:: Task goal ::
Output the listing below verbatim, reproducing every line without changes.
○ ○ ○ ○
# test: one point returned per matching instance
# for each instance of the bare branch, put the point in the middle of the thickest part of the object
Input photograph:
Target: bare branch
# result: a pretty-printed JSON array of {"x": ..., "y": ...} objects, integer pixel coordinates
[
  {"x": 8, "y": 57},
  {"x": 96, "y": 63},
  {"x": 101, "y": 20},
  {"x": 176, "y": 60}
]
○ ○ ○ ○
:: Finished exercise ::
# test: one point returned per matching instance
# for each instance of the bare branch, put the point in the middle of the thickest part of the object
Input photograph:
Target: bare branch
# result: a pretty-printed JSON array of {"x": ..., "y": ...} objects, integer pixel coordinates
[
  {"x": 8, "y": 57},
  {"x": 96, "y": 63},
  {"x": 101, "y": 20},
  {"x": 176, "y": 60}
]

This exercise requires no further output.